(WRITTEN REQUEST) Reproduce every line of the data below, the request text included, raising each coordinate value in the answers by 94.
================
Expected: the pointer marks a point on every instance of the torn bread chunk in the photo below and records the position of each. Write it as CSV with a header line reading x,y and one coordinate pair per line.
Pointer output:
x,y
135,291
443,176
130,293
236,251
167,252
================
(TASK RESULT)
Expected: the pointer marks a point on every instance of the torn bread chunk in the photo below and records the position of each. Write it as CSV with a header line reading x,y and one coordinate pair per line.
Pointer output:
x,y
229,385
537,270
224,387
330,345
261,346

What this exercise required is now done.